WHAT NEEDS TO BE DONE:
Quote every line of the material below word for word.

Stored items from a collection:
........
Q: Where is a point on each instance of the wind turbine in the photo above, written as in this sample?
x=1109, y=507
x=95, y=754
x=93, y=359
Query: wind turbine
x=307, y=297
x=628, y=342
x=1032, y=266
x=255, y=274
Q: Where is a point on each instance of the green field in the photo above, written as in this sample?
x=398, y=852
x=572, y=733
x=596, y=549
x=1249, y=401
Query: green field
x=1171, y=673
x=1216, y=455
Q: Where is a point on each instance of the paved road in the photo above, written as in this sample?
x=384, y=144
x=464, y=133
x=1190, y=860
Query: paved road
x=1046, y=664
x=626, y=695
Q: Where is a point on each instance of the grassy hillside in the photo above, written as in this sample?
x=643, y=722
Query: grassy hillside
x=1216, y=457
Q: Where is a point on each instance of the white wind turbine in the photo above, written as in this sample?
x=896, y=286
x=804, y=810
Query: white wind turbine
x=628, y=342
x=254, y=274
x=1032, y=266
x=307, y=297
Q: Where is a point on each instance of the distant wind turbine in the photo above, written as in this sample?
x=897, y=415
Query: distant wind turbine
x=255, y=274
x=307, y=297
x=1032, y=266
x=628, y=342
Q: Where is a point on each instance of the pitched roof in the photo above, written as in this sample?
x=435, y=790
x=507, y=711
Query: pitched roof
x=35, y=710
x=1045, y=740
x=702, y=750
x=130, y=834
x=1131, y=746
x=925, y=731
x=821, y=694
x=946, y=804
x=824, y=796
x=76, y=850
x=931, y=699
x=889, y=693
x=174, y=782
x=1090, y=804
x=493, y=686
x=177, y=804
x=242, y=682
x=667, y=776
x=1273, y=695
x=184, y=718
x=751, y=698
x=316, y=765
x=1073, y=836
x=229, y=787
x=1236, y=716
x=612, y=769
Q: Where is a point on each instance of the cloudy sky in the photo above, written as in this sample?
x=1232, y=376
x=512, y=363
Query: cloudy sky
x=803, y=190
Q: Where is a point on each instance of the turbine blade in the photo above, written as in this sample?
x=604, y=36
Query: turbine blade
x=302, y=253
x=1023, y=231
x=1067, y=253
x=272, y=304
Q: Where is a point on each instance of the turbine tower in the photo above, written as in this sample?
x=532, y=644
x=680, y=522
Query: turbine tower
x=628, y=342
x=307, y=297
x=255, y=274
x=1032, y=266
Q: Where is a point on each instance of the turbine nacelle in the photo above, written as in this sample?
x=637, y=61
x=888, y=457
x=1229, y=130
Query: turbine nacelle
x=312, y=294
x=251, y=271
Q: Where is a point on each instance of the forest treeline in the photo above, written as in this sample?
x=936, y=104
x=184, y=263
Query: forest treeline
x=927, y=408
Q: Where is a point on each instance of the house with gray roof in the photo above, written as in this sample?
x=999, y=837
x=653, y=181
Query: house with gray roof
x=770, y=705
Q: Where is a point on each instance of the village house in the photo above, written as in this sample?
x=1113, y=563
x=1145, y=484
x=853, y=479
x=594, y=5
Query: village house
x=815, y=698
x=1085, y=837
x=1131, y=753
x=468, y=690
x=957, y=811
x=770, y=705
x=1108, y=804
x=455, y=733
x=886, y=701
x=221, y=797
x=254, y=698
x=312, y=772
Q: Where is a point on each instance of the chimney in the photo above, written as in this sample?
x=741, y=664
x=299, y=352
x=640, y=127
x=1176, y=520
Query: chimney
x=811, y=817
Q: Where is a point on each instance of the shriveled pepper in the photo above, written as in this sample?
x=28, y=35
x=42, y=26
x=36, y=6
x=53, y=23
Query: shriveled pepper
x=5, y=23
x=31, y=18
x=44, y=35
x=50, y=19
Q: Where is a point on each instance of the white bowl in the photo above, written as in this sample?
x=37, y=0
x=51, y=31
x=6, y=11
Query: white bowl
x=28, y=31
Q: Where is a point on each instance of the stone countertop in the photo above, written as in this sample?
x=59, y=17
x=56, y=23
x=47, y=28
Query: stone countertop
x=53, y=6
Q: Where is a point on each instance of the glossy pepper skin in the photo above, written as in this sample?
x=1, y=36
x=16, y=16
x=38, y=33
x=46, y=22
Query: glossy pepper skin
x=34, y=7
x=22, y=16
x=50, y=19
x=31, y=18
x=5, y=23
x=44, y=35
........
EXPECTED ANSWER:
Q: Where is a point on each instance of the wind turbine in the photo above, written as in this sample?
x=1109, y=507
x=95, y=754
x=93, y=359
Query: wind turbine
x=307, y=297
x=628, y=342
x=1032, y=266
x=255, y=274
Q: Where is a point on each instance of the green field in the photo above, written as in this sample?
x=398, y=852
x=572, y=733
x=596, y=549
x=1249, y=401
Query: green field
x=1171, y=673
x=1216, y=455
Q: Where is a point on each instance of the paved road in the photo above, written as in this sample?
x=384, y=144
x=464, y=133
x=1190, y=860
Query: paved road
x=1046, y=664
x=626, y=695
Q: Where is a point on each instance of the grassy hillside in the photo above, written as in this sample?
x=643, y=722
Query: grassy hillside
x=1216, y=457
Q: Where is a point on each instance of the white wind turbine in the photo above, written as in this sample?
x=896, y=286
x=804, y=810
Query: white wind turbine
x=628, y=342
x=254, y=274
x=1032, y=266
x=307, y=297
Q: Where is a point on each instance of the distant wind turbine in the photo above, written as in this sample?
x=897, y=415
Query: distant wind turbine
x=255, y=274
x=307, y=297
x=1032, y=266
x=628, y=342
Q: Where is a point on each instance of the pitched roof in the photo above, written as in this sample?
x=435, y=790
x=507, y=711
Query: pitched roof
x=35, y=710
x=1045, y=740
x=702, y=750
x=130, y=834
x=1131, y=746
x=925, y=731
x=821, y=694
x=946, y=804
x=824, y=796
x=76, y=850
x=931, y=699
x=889, y=693
x=174, y=782
x=1090, y=804
x=493, y=686
x=177, y=804
x=242, y=682
x=667, y=776
x=1273, y=695
x=184, y=718
x=751, y=698
x=316, y=765
x=1073, y=836
x=229, y=787
x=1236, y=716
x=612, y=769
Q: Where is a point on each instance of the cloudy sky in the photo above, written as in this sample?
x=1232, y=376
x=512, y=363
Query: cloudy sky
x=803, y=190
Q: Where is a point on each instance of the turbine blade in the photo above, written as in this sample?
x=604, y=36
Query: turbine blade
x=302, y=253
x=1023, y=231
x=1067, y=253
x=272, y=304
Q: Where is a point on each instance of the turbine tower in the photo above, written as in this sample?
x=532, y=644
x=680, y=522
Query: turbine tower
x=628, y=342
x=307, y=297
x=255, y=274
x=1032, y=266
Q: Where is a point on each instance of the turbine nacelle in the photo above, written as in this sample?
x=637, y=61
x=888, y=457
x=1229, y=130
Query: turbine nacelle
x=312, y=294
x=251, y=271
Q: Where is a point on each instance of the forest treeline in the photo above, written as in this sample?
x=936, y=104
x=184, y=263
Query: forest treeline
x=927, y=408
Q: Where is a point on each instance of the house with gray roof in the photo above, written as in this sample?
x=999, y=837
x=653, y=181
Query: house with gray roof
x=770, y=705
Q: Where is a point on each instance of the village house in the photo above, written as in this sample?
x=1113, y=563
x=1145, y=484
x=853, y=479
x=594, y=5
Query: village house
x=815, y=698
x=1085, y=837
x=1131, y=753
x=468, y=690
x=957, y=811
x=770, y=705
x=1108, y=804
x=455, y=733
x=886, y=701
x=221, y=797
x=254, y=698
x=312, y=772
Q: Where is a point on each instance of the chimney in the photo above, written as in this sample?
x=741, y=664
x=299, y=352
x=640, y=127
x=1176, y=520
Query: chimney
x=811, y=817
Q: Where is a point on each instance of the shriveled pepper in the photo above, written as in this sample?
x=28, y=35
x=42, y=26
x=36, y=6
x=53, y=23
Query: shriveled pepper
x=5, y=23
x=31, y=18
x=44, y=35
x=50, y=19
Q: Where is a point on each instance of the white bowl in the photo above, written as in this sample?
x=37, y=0
x=51, y=31
x=6, y=11
Query: white bowl
x=28, y=31
Q: Where is a point on each instance of the stone countertop in the photo above, written as in this sample?
x=59, y=17
x=56, y=23
x=47, y=28
Query: stone countertop
x=53, y=6
Q: Where is a point on each instance of the glossy pepper skin in the photo above, written as in this sample?
x=1, y=36
x=16, y=16
x=38, y=33
x=46, y=22
Query: glossy pepper skin
x=34, y=7
x=22, y=16
x=50, y=19
x=31, y=18
x=5, y=23
x=44, y=35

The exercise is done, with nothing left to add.